● **WRITTEN TASK**
Extend the forum thread on multi-variable Big-O notation, writing what follows its final sentence.

● **SOURCE EXCERPT**
I've never seen Landau's notation with two variables, I don't think it exists. At best you could say it is O(n)*O(1) which is formally equivalent to O(n).


You can easily extend Landau's notation to multiple variables (or rather functions of multiple arguments). It's even pretty commonly done, eg a common statement is something like "Getting the k largest elements out of an unsorted input of n elements, takes O(k log n) time, if you use a heap."

> At best you could say it is O(n)*O(1) which is formally equivalent to O(n).

Sorry, that's not how you would use or define multi-variable Big-O notation, if you want it to make any sense.

See eg https://en.wikipedia.org/wiki/Big_O_notation#Multiple_variab... for more details.


>You can easily extend Landau's notation to multiple variables [...] O(k log n)

Yes, but the parent wrote O(n, 1) not O(n * 1). Does O(k, log n) exists?

> Sorry, that's not how you would use or define multi-variable Big-O notation, if you want it to make any sense.

What do you mean? If I have f: n -> n and g: n -> 1, can I not say O(f) * O(g) = O(f*g) ? See https://math.stackexchange.com/a/2317054 for an example of demonstration.


First, the usual way of just writing O(1) or O(n) or O(n^2) is kind of an abuse of notation.

Big-O is a mapping from a function, like O(n -> 1) or (n -> n) or (n -> n^2) or (x -> sin x) to a set of functions.

Function don't care about renaming of arguments. (n -> 2 n) is the same function as (x -> 2 x).

When you write O(k log n) what you really mean is O((k, n) -> k log n)

And you can indeed take it apart:

O((k, n) -> k) * O((k, n) -> log n) == O((k, n) -> n log n)

(For some suitable definition of what multiplication of sets of functions means.)

That's very different from functions with single arguments like in your example.

(And, yes, your example works. It's just a different thing.)


You sound like my teacher.


This is pedantic, you are purposely using an unreasonable interpretation of "it's actually O(n)".

Any function taking just a char would be O(1) since it only has 256 values n can take, discussing their complexity would be meaningless making it obvious that someone talking about the complexity of includes() is talking about the size of the array.

The goal of computer science is to get insight about the performance of programs, not being pedantic and reduce the problem to the absurd that have an obvious answer, in this context the meaning of O(n) is perfectly clear.


I disagree, precisely because of your last sentence. The only meaningful interpretation of the proposed `isVowel` function is O(1), unless you want to accommodate arbitrary definitions of what characters are considered vowels.

● **LISTED RECORDS**
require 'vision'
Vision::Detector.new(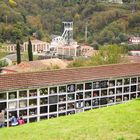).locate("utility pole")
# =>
[85,22,88,43]
[5,16,7,25]
[132,0,136,13]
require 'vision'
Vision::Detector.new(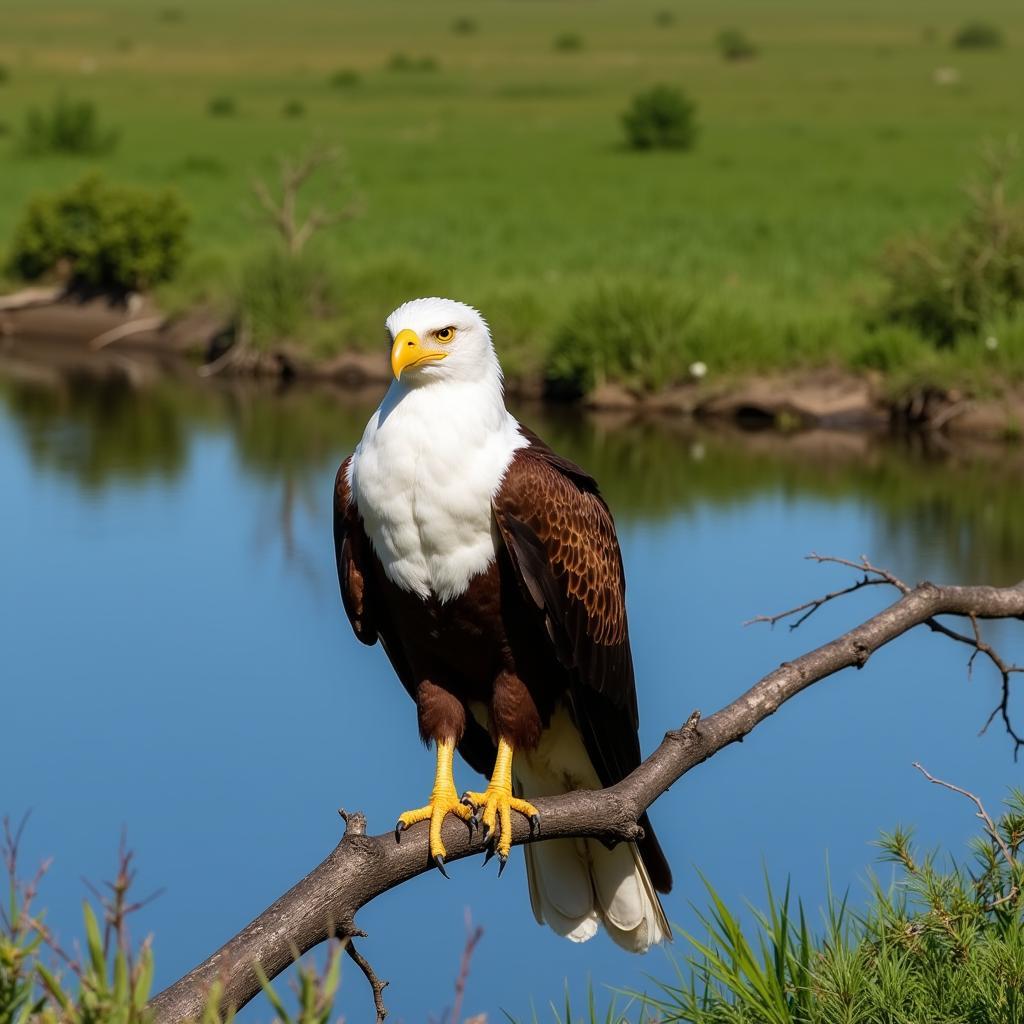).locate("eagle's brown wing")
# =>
[493,428,672,892]
[334,456,498,776]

● **RESPONSE TO THE TASK**
Remember that O() is concerned with asymptotic behaviour as the input grows - for a constant set of vowels to check against, the running time does not grow and the function is therefore O(1).

An O(n) function can absolutely be part of an O(1) function.

To the authors point, Big-O describes asymptotic growth and for small values of n, O(n^2) may perform better than an O(1) function. You also need a definition for `n`. What would you define as `n` for the `isVowel` function?


Yes, isVowel regardless of its implementation has all its input of fixed size, both the array and the one element to look for.

In that case, wouldn't any implementation be O(1) regardless of whether they use an array, linked list, hashtable, heap, stack, whatever?

Maybe we should only talk about properly defined algorithms whose inputs have been formally defined, but since we are talking complexity, I assumed something will grow.

It is either the array, or `char`. The set of vowels is finished for a given language but its size can change between languages and `char` will always be less than 256 (or some other fixed value).

Since isVowel is a closure it's not crazy to consider the array as part of the input.

You say "the only useful interpretation would be to consider this function O(1)" but it is possible to read this as an example and that n relates to the size of the array and in that case saying it is O(n) makes sense.

Since this is not a formal discussion of complexity and n has not been defined, I think it's fairer to interpret the post in a way where it makes sense .


> In that case, wouldn't any implementation be O(1) regardless of whether they use an array, linked list, hashtable, heap, stack, whatever?

Yes, because there is no "n" involved. For example, this code:

  for i in 1...1_000_000 {
      print(i)
  }
  return ["a", "e", "i", "o", "u"].contains(character)
is still O(1), it just has a higher constant factor. The only exception is that you could have psuedo-polynomial algorithms that depend on the value input itself, like

  func foo(i: Int) {
      for _  in 1...i {
          print(i)
      }
  }


> In that case, wouldn't any implementation be O(1) regardless of whether they use an array, linked list, hashtable, heap, stack, whatever?

Yes.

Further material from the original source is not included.